• [Extract]:
* Begin *

They don’t. And the papers do nothing to help matters.

  Supporters are waving copies of the Kolkata-based English daily the Telegraph as they settle into their seats on the final morning. It reminds me of the Indian parliament, MPs brandishing copies of dailies in the House as sticks to flog the opposition with. ‘akram loses india, may win test,’ says the headline. The Telegraph has made no pretence at objective journalism – it has sided with the crowd. So things got out of hand? Come come, the poor guys were given a raw deal. The fault was Akram’s. ‘He could have called back Sachin Tendulkar and become a hero. But he chose to sour the goodwill generated by him and his team with one gesture he chose not to make.’

  Everyone in the ground knows what would have happened to Akram back in Pakistan had he called Sachin back and then lost the Test. They know the Pakistani captain had the rules of the game on his side, that he’s a professional cricket player, that he wants to win a tough match by any legal means. Claiming that he should have called Sachin back is like suggesting that a tennis player ask for a key point to be replayed because he has won it on a net call. But that’s not what the spectators at the Eden Gardens want to read.

  I leave the ground as soon as the first bottle lands on the field. India are nine wickets down, and Akram has bowled beautifully. I am scared; I don’t want to repeat the previous afternoon’s crouching vigil.

  In hindsight, it is a pretty smart decision.

  By the time I get back home and switch on the TV (there, that’s the masochism at work again), the commentators are talking about the Eden Gardens’s hour of shame. Play has been suspended: the barrage of bottles, fruits, stones and slabs of concrete has sent the players off.

  It continues for two more hours. Then the crowd seems to calm down. The players are coaxed to return. No sooner have they trooped back than the trouble starts again.

  I remember the guy I had met outside the stadium the evening before. ‘Sisterfuckers. We won’t let them off if they look like winning.’ Clearly, he is not alone.

  The match referee considers awarding the match to Pakistan, but ICC boss Jagmohan Dalmiya – the man who dreamed up this tournament – is insistent that this charade of a Test match be played out to its grim, sordid end.

  Probably bored with the vandalism, thousands of spectators have left the ground. The riot police have moved in again. The truncheons come down, connecting with bone and flesh. The dull thuds are muted on TV. But I was there yesterday, I can imagine what it is like. There are people cowering on the concrete; there are people trying to run; there are children and women. But the police catch them all, flicking out a boot here, bringing down a fist there. The Eden Gardens does not look like a cricket stadium.

* End *

• [Work instructions]:
(A) Copy out the records word for word, starting at the line that contains "Keep to these rules. Indicate every instance of the exterior" and running through the end of the records, with both ends included.
(B) Pick up the account of the Eden Gardens Test match from its last sentence and keep it going.

• [Extracted data]:
* Begin *

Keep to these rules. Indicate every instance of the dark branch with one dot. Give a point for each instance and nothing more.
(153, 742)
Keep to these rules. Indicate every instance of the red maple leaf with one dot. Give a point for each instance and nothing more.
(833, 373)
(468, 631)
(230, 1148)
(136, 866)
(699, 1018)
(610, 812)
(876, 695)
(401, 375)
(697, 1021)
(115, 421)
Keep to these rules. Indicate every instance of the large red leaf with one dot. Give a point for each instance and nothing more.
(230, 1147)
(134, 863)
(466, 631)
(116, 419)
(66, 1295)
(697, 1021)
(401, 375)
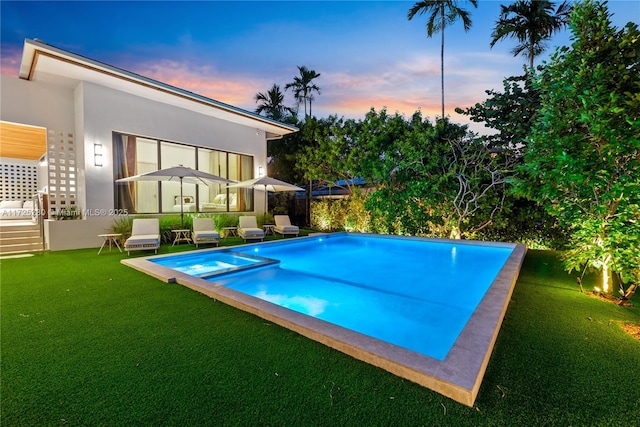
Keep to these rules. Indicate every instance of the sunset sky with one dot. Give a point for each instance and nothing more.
(367, 52)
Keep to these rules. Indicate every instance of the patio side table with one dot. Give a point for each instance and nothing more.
(229, 231)
(268, 229)
(111, 239)
(182, 235)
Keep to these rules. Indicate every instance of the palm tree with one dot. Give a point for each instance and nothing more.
(303, 87)
(442, 13)
(531, 23)
(272, 103)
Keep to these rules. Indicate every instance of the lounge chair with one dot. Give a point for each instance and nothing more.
(248, 228)
(284, 227)
(204, 232)
(145, 235)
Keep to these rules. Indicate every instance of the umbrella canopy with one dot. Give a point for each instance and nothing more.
(267, 183)
(182, 174)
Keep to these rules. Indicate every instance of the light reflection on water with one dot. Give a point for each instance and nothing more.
(415, 294)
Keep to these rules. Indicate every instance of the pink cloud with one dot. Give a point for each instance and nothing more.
(10, 60)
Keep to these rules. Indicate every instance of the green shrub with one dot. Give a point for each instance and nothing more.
(347, 214)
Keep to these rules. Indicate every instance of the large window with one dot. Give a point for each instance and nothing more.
(135, 155)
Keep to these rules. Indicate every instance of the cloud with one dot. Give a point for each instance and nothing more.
(10, 59)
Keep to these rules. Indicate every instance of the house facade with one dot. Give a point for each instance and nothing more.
(101, 123)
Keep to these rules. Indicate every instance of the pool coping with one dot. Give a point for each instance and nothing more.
(458, 376)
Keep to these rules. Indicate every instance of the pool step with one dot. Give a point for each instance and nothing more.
(19, 238)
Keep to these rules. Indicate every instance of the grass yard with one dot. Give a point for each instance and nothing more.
(88, 341)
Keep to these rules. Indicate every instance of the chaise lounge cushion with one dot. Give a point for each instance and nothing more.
(145, 235)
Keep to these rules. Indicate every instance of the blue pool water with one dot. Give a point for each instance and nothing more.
(412, 293)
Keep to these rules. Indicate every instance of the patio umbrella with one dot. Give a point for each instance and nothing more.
(267, 183)
(180, 173)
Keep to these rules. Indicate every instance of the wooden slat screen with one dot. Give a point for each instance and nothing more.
(21, 141)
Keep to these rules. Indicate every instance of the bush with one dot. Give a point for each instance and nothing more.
(347, 214)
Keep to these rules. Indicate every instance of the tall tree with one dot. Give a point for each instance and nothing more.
(303, 87)
(441, 13)
(531, 23)
(583, 158)
(271, 104)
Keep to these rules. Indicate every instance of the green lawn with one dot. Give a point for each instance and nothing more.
(88, 341)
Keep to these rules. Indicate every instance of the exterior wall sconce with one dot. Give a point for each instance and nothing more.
(97, 154)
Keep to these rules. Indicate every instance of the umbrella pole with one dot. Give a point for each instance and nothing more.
(181, 207)
(266, 201)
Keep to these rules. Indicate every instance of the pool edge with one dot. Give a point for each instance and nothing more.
(459, 376)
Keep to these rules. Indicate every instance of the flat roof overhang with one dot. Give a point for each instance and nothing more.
(43, 62)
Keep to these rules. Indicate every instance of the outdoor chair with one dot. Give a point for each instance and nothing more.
(248, 228)
(204, 232)
(145, 235)
(284, 227)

* End *

• [Outputs by task]:
(A)
Keep to these rules. Indicate every instance of the exterior wall sconce with one dot. Give a point for each instance and nothing more.
(97, 154)
Keep to these rules. Indicate every instance of the umbrella pole with one dot. Give a point for each instance and nothing more.
(181, 207)
(266, 201)
Keep to these rules. Indicate every instance of the pool edge with one dot. Give a point for each instance and nothing more.
(459, 376)
Keep to these rules. Indicate every instance of the flat roof overhang with one dot. Give a point for each instance and nothing more.
(43, 62)
Keep to these rules. Indicate every instance of the outdoor chair with one dot. Give a point for each instance and nothing more.
(248, 228)
(204, 232)
(145, 235)
(284, 227)

(B)
  In the end, after the stands have been cleared, the players reappear. There’s a smattering of spectators in the upper tiers. They make the ground look even more cavernous and desolate. Pakistan take the last wicket before a single run is added. They have won by forty-six runs. The players seem embarrassed, eager to get the game over and done with as soon as they can.

  After the match, Akram blames the media more than the crowd. He calls the incident ‘the saddest thing ever to have happened in Test cricket’. But he says ‘it is all because of you people and your reports. You have held them [the crowd] responsible for the wrongdoings but I will never blame them.’

  The Pakistan captain is both right and wrong. The media must bear some responsibility but they didn’t start this; they merely fed the frenzy. In the best tradition of tabloid journalism, they gave people what they wanted to read.

  The rioters didn’t need the press to give them an excuse. They rioted because they wanted to. They revealed the side of them that is best kept hidden. They always do when India play Pakistan.

  I was there. And being there is the worst thing.

  * * *

  I’m playing a little game with myself now. Join me.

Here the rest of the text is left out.